Who: United Way Greater Toronto and Taxi, with Array of Stars for app development, 3D renderings by Norm Li, and KPMB for architectural consulting.
What: A new multifaceted fundraising campaign that illustrates the size of the poverty problem in Toronto. The big idea here is “The Unignorable Tower”—a striking data visualization of the scale of the problem that uses an AR-driven mobile app to virtually insert a new tower into the Toronto skyline. To house the 116,000 people in the Greater Toronto Area facing housing insecurity, the tower would need to be nearly three times the size of the CN Tower.
When & Where: The campaign launched this week, with the app going live for both Google Play and the App Store. There are also a number of real-life executions connected to the idea, including outdoor AR activation stands at key vantage points around the city, a scale model in the city’s financial district, and “notice of development” outdoor boards typically found outside the many construction sites around the city.
Why: This is the United Way’s big fundraising time of year. The challenge is breaking through and connecting with people who ignore the problems around them.
A year ago, Taxi came up with the #Unignorable campaign that included creating a new unignorable colour. Developed with the Pantone Color Institute, the colour was a symbolic way to capture the attention of people not paying attention to some of the large and intractable social issues tackled by the United Way. The focus this year is on poverty in the GTA, and Taxi needed a new way to deliver an #Unignorable message.
How: When users download the app and hold it up to the CN Tower, the Unignorable Tower is inserted into their view. The image can be shared on social.
The genesis of the Unignorable Tower was the powerful revelation that Toronto is the poverty capital of Canada, said Alexis Bronstorph, Taxi’s executive creative director. “We started digging into that a little more… that’s what led the team to want to create the tower,” she said. Bronstorph and her ECD partner Kelsey Horne have also also been asking their teams to embrace data in more creative ways. That data starting point and creative directional push took them to the Unignorable Tower. “If you had to visualize that data, imagine how big that building would have to be.”
Why an architectural firm? “We wanted to legitimize it… How big would it actually be,” said Bronstorph. “There was a lot of real math.”
Show your work: The Unignorable Tower represents 116,317 units with an average size of 700 sq. ft. With a footprint of approximately 410 ft x 410 ft, each floor contains 240 units for a total of 484 storeys, taking the tower’s total height to 1,480 metres.

-----

— What the exercise asks —
Can you repeat, word for word, the stretch of the Unignorable Tower article that opens with the words containing "Why: This is" and closes with "shared on social."?

— Data records —
-----

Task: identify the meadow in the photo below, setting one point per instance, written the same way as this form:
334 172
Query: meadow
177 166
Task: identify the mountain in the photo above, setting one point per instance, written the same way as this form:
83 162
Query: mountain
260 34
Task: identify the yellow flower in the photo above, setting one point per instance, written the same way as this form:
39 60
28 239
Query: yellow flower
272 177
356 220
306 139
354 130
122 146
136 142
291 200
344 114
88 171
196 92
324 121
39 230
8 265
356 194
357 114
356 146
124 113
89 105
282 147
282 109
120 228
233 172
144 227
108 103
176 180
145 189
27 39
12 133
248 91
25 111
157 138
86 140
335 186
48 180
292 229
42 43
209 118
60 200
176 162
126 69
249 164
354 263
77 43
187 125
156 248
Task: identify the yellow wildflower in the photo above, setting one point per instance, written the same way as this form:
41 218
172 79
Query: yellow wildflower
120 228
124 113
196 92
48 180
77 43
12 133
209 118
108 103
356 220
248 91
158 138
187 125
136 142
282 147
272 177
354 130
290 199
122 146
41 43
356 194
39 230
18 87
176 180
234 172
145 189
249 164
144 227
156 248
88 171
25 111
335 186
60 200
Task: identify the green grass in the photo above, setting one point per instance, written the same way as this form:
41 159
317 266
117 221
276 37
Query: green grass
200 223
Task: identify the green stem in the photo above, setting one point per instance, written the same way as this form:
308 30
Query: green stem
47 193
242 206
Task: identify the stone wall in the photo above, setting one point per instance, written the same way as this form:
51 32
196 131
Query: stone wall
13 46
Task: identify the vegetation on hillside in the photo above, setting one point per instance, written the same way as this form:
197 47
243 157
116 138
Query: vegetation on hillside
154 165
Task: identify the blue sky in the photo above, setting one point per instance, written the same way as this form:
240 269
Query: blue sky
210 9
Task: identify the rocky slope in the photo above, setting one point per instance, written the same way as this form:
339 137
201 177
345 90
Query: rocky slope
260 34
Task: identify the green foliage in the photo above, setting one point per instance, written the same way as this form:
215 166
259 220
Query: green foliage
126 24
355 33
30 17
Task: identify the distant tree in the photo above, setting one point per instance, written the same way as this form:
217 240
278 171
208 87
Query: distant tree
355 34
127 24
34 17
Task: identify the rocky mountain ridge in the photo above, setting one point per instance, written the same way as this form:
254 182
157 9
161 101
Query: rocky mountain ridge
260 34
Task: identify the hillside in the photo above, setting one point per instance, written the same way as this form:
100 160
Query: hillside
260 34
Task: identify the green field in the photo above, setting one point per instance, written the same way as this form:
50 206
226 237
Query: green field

-----

— Exercise solution —
Why: This is the United Way’s big fundraising time of year. The challenge is breaking through and connecting with people who ignore the problems around them.
A year ago, Taxi came up with the #Unignorable campaign that included creating a new unignorable colour. Developed with the Pantone Color Institute, the colour was a symbolic way to capture the attention of people not paying attention to some of the large and intractable social issues tackled by the United Way. The focus this year is on poverty in the GTA, and Taxi needed a new way to deliver an #Unignorable message.
How: When users download the app and hold it up to the CN Tower, the Unignorable Tower is inserted into their view. The image can be shared on social.